• _Challenges_:
- a) Answer these questions from the bound derivation, one per line:
(i) Which inequality is applied recursively?
(ii) What power of ρ multiplies each term of the sum in (83)?
(iii) According to its last sentence, what does (83) establish?
- b) Using the bound derivation, explain in one to three sentences what lets inequality (82) be applied recursively to obtain (83).
- c) Pick up the bound derivation after its final sentence and continue it.

• _Selected extract_:
**********

As \(\varPhi _1( {\varvec{\theta }}^1 ) = F( {\varvec{\theta }}^1 ) = \varPhi _1^\star\), applying the inequality (82) recursively shows:
$$\begin{aligned} \begin{aligned}&F( {\varvec{\theta }}^{k+1} ) - \varPhi _{k+1}^\star \le \\&\sum _{\ell =1}^k \rho ^{k-\ell } \left( (1-\sqrt{\mu \gamma }) \langle {{{\varvec{e}}}}^\ell , {\varvec{\theta }}^\ell - {\varvec{\theta }}_{ex}^\ell \rangle + \gamma \Vert {{{\varvec{e}}}}^\ell \Vert ^2 - \frac{\mu }{2} \frac{1-\mu \gamma }{\sqrt{\mu \gamma }} \Vert {\varvec{\theta }}_{ex}^\ell - {\varvec{\theta }}^\ell \Vert ^2 \right) \;. \end{aligned} \end{aligned}$$
(83)
Importantly, (83) establishes a lower bound on \(\varPhi _{k+1}^\star\) in terms of \(F({\varvec{\theta }}^{k+1})\) and \({{{\varvec{e}}}}^k\).

**********

Stored entries:
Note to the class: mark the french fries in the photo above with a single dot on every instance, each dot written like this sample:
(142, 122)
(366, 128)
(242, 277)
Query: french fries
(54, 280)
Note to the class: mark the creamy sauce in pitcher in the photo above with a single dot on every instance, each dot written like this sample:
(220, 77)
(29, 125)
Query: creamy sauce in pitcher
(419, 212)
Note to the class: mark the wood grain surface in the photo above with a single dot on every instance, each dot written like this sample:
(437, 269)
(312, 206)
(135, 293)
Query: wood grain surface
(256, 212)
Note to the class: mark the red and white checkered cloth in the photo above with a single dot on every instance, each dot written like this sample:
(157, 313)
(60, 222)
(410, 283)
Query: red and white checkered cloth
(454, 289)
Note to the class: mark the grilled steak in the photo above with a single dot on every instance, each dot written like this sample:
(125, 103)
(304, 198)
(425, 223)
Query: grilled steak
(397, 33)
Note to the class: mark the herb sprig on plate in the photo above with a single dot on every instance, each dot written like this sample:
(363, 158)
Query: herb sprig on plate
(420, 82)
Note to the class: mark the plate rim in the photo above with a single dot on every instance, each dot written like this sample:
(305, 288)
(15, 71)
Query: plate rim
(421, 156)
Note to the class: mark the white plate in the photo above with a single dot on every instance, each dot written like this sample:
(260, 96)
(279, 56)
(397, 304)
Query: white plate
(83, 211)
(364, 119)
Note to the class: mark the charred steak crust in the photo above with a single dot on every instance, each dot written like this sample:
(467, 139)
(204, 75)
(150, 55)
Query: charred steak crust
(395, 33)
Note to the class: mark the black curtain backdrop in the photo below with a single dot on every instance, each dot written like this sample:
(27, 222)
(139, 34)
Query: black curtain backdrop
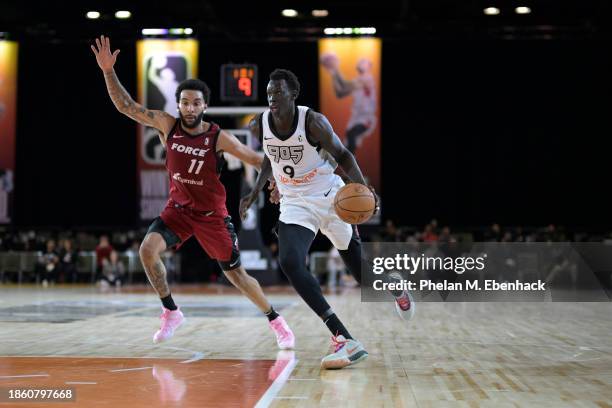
(475, 132)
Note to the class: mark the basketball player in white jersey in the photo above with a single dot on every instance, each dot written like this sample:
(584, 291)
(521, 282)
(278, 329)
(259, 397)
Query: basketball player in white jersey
(301, 150)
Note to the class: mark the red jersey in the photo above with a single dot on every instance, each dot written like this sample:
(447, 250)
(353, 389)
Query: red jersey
(194, 168)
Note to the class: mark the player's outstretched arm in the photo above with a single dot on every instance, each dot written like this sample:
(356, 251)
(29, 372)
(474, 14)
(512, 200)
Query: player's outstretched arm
(121, 98)
(230, 144)
(343, 87)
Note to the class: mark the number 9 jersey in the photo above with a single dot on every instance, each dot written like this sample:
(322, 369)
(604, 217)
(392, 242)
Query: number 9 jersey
(300, 167)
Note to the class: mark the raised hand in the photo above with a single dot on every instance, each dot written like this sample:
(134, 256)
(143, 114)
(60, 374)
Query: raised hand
(104, 57)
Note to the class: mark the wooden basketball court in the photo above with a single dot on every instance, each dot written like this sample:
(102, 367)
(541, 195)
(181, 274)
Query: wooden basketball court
(450, 355)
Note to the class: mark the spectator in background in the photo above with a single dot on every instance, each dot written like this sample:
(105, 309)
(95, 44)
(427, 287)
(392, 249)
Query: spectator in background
(103, 251)
(113, 271)
(46, 269)
(68, 261)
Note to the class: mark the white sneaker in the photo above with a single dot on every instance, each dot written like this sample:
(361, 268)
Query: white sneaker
(170, 321)
(404, 305)
(346, 352)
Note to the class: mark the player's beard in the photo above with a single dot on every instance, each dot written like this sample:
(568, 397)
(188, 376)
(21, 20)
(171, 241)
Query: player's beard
(195, 123)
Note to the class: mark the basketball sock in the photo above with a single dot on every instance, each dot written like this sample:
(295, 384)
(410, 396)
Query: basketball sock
(271, 314)
(169, 303)
(336, 327)
(353, 256)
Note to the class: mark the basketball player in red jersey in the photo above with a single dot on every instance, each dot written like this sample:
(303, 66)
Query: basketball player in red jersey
(197, 198)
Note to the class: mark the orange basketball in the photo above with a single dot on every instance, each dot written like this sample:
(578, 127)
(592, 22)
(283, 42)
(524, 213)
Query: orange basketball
(354, 203)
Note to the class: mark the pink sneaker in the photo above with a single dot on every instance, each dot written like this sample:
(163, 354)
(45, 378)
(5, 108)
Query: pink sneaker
(170, 321)
(284, 335)
(405, 306)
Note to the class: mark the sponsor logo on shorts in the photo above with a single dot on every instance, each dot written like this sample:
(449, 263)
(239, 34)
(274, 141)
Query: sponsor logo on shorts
(299, 180)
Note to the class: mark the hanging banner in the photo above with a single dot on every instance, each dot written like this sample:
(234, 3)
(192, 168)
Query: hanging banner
(8, 119)
(349, 95)
(162, 65)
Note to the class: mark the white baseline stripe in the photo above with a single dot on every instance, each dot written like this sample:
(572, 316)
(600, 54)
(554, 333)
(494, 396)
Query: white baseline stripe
(78, 382)
(276, 386)
(129, 369)
(290, 397)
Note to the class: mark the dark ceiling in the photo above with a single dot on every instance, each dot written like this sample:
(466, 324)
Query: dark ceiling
(262, 20)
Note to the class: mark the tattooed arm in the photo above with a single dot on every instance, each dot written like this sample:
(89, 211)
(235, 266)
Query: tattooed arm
(124, 103)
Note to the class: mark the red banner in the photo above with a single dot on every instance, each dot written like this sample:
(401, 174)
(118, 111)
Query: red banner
(349, 95)
(8, 118)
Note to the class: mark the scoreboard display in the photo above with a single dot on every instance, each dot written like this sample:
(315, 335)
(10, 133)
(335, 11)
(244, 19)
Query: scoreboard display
(239, 82)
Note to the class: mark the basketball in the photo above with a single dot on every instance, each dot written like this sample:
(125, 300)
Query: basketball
(354, 203)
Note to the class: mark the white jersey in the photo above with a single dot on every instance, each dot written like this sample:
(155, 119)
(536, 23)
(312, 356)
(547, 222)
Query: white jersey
(299, 166)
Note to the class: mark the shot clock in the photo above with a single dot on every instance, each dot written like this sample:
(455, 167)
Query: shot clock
(239, 82)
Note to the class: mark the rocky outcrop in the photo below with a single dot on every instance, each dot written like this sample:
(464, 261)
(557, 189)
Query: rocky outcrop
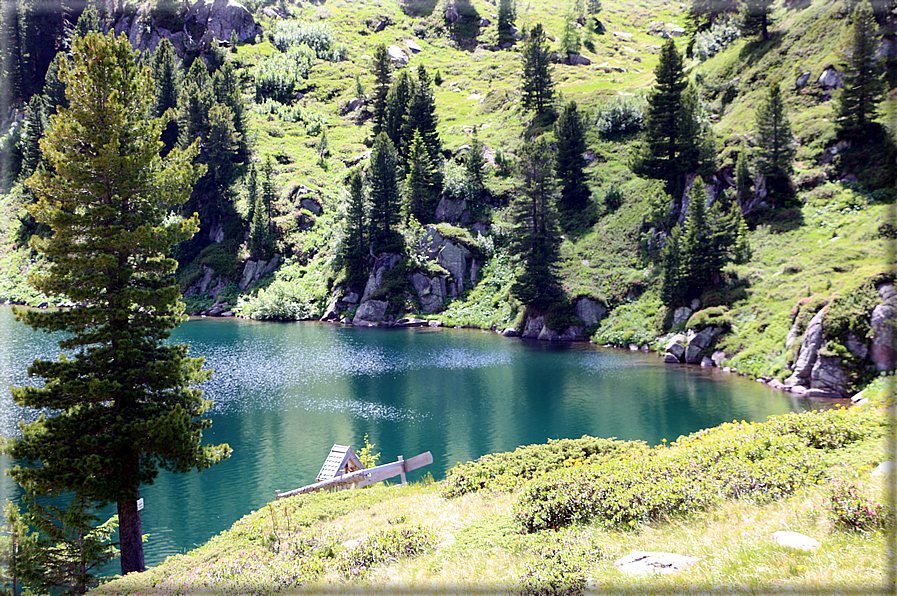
(206, 21)
(589, 311)
(254, 269)
(431, 291)
(691, 347)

**********

• _The responses_:
- a)
(i) Inequality (82).
(ii) ρ raised to the power k − ℓ.
(iii) A lower bound on Φ_{k+1}^⋆ in terms of F(θ^{k+1}) and e^k.

- b) The recursion rests on the starting condition Φ_1(θ^1) = F(θ^1) = Φ_1^⋆. From that base, applying (82) repeatedly yields (83).

- c)
Proving Proposition 2. Finally, summing up (83) and (76) gives:
$$\begin{aligned} \begin{aligned} h^{(k+1)}&\le 2 \rho ^k h^{(1)} + \sum _{\ell =1}^k \rho ^{k-\ell } \left( \sqrt{\mu \gamma } \langle {{{\varvec{e}}}}^\ell , {\varvec{\theta }}^\star - {\varvec{\theta }}_{ex}^\ell \rangle \right. \\&\quad \left. +\, \rho \langle {{{\varvec{e}}}}^\ell , {\varvec{\theta }}^\ell - {\varvec{\theta }}_{ex}^\ell \rangle + \gamma \Vert {{{\varvec{e}}}}^\ell \Vert ^2 - \frac{\mu }{2} \frac{1-\mu \gamma }{\sqrt{\mu \gamma }} \Vert {\varvec{\theta }}_{ex}^\ell - {\varvec{\theta }}^\ell \Vert ^2 \right) \\&= 2 \rho ^k h^{(1)} + \sum _{\ell =1}^k \rho ^{k-\ell } \left( \sqrt{\mu \gamma } \langle {{{\varvec{e}}}}^\ell , {\varvec{\theta }}^\star - {\varvec{\theta }}^\ell \rangle \right. \\&\quad \left. +\, \langle {{{\varvec{e}}}}^\ell , {\varvec{\theta }}^\ell - {\varvec{\theta }}_{ex}^\ell \rangle + \gamma \Vert {{{\varvec{e}}}}^\ell \Vert ^2 - \frac{\mu }{2} \frac{1-\mu \gamma }{\sqrt{\mu \gamma }} \Vert {\varvec{\theta }}_{ex}^\ell - {\varvec{\theta }}^\ell \Vert ^2 \right) \;. \end{aligned} \end{aligned}$$
(84)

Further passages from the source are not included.